Goal of the exercise
Extend the OrientDB query-performance forum thread that follows, picking up from its final words.

Extracted text
☆ ☆ ☆ ☆

Re: [orientdb] Re: New to OrientDB: Object DB, Queries, Sorting and Performance

Zapp El Fri, 31 Jul 2015 10:18:17 -0700

Hi Luca,

thanks for your response.


Yeah it's kinda too late now. Hibernate/postgres guys won. This time, at 
least. We had to decide today because of a current project. 
But for future projects, jury is still out. We still want and we have to 
build a large, flexible network of related information for our Library. 

Regarding your response, I'm confused and terrified at the same time. But 
at least now I know that I know nothing about graph databases. (lol)

Since I had zero experience with graph databases the whole concept with 
these links and navigating through the data with "java-like access-paths" 
(like accessing java-class properties) felt super natural to me. 
I was able to write queries in a few days without much learning. 

I experimented a little with TRAVERS and I was able to build a query which 
performs way better than the others:
select from (
        traverse * from (
          select from RelationImpl where predicate.uniqueKey = 
'IS_PUB_PLACE_OF' 
          and subject.relationNodeContainers contains (uniqueKey = 'MILANO')
        ) while $depth <= 3
    )
) where @class = 'RecordImpl' and type.uniqueKey = 'TOME'
order by sortIndex asc

Less than 2 seconds with order by, compared to 14 seconds for the first 
query I've posted. 
TBH, I have no idea what kind of black magic I've done there. 

Anyways, we have to move on for now.  

Best regards & thanks again,

Sebastian



On Friday, July 31, 2015 at 3:32:41 PM UTC+2, l.garulli wrote:
>
> Hi Sebastian,
> Sorry to have seen this now, I hope it's not too late.
>
> Starting from your last query (about 7 seconds):
>
> select from RecordImpl
> where 
>   type contains [#46:0]
> and (
>   relationNode.relations 
>   contains (
>     predicate contains [#34:0] and subject contains [#30:18]
>   ) 
> )
>
> I see the bottleneck is the expression: *relationNode.relations contains 
> ( predicate contains [#34:0] and subject contains [#30:18] )*. In facts 
> with such expression OrientDB does a full scan of many records. You can try 
> by prefixing *EXPLAIN* to the query:
>
> *explain* select from RecordImpl where type contains [#46:0] and 
> ( relationNode.relations contains ( predicate contains [#34:0] and subject 
> contains [#30:18] ) )
>
> The secret for fast queries is, in any DBMS, using indexes as much as you 
> can. When you use the dot notation (.) OrientDB can't use the indexes. By 
> reading the original query:
>
> select from RecordImpl
> where 
>   type.uniqueKey = 'TOME'
> and 
>   relationNode.relations 
>   contains (
>    (predicate.uniqueKey = 'IS_PUB_PLACE_OF') 
>     and 
>     subject.relationNodeContainers contains (uniqueKey = 'MILANO')
>   )
>
> You have 3 conditions to match. If you'd use the Graph API you'd have 
> bidirectional edges, so you can start from any point in the graph and cross 
> in any direction. For example you can lookup for all the place of type "

☆ ☆ ☆ ☆

Data extract
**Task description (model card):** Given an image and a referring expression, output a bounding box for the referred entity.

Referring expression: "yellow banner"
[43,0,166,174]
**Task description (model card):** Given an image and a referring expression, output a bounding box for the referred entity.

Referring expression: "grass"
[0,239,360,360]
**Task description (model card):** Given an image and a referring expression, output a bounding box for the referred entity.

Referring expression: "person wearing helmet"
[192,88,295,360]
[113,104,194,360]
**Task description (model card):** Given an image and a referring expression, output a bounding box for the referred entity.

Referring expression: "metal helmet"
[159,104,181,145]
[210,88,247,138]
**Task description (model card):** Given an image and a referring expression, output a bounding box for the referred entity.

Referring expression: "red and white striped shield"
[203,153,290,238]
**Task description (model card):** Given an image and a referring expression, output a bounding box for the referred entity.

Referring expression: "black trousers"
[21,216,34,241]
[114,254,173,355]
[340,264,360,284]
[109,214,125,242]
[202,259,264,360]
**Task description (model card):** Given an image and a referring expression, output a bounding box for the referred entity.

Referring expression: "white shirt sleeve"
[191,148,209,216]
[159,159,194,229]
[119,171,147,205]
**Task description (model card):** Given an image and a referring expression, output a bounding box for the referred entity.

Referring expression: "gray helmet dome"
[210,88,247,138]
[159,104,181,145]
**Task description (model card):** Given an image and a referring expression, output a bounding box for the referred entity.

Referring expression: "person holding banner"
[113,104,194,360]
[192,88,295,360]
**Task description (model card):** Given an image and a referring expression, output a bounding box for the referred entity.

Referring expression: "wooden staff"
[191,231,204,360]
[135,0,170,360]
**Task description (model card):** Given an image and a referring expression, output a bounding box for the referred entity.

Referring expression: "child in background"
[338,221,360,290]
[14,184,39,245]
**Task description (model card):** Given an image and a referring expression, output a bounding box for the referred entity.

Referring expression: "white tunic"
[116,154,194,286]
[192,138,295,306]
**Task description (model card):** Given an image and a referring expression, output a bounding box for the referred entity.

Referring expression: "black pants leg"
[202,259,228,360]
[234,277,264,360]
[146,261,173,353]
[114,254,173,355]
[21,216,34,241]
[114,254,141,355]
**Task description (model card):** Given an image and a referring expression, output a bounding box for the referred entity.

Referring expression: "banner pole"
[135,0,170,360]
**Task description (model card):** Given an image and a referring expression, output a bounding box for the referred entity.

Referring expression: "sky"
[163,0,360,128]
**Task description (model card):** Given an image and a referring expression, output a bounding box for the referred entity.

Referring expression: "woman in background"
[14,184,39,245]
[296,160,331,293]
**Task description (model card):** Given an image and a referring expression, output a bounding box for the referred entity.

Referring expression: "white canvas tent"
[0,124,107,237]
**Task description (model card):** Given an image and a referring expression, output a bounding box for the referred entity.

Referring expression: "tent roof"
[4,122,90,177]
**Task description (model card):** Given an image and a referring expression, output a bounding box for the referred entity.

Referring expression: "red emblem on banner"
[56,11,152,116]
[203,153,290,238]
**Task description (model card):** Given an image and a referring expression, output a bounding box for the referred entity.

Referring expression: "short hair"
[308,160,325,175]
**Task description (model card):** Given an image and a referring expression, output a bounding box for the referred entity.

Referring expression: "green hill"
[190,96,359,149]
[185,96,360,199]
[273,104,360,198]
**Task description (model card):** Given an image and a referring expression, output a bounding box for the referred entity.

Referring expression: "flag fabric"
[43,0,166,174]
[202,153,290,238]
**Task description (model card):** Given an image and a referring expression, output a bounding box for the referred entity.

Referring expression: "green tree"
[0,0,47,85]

☆ ☆ ☆ ☆

Exercise output
> IS_PUB_PLACE_OF" and start crossing the graph matching the other 
> conditions. Or you could do the same with "MILANO".
>
> To help you more I'd need the schema of the entities involved in this 
> query.
>
> Best Regards,
>
> Luca Garulli
> Founder & CEO
> OrientDB <http://orientdb.com/>
>
>
> On 31 July 2015 at 12:46, Zapp El <[email protected] <javascript:>> 
> wrote:
>
>>
>> So, we officially gave up on OrientDB.
>>
>> Performance is just too bad for our use-case. We did try a couple of 
>> things more, but none of them helped. Even with a very small amount of Data 
>> (2 GB, ~ 4,859,173 Records), Performance is abysmal. 
>>
>> That is really a pity. I totally like the basic concept of OrientDBs 
>> ObjectDB. 
>>
>> Since I work with several hundred GBs of index data with Lucene and Solr 
>> on a daily base and never had a problem to achieve a decent performance my 
>> only guess right now is that OrientDBs ObjectDB suffers from a poorly 
>> written query optimization. 
>>
>> And BTW, we really hoped that one of the developers would chime in here.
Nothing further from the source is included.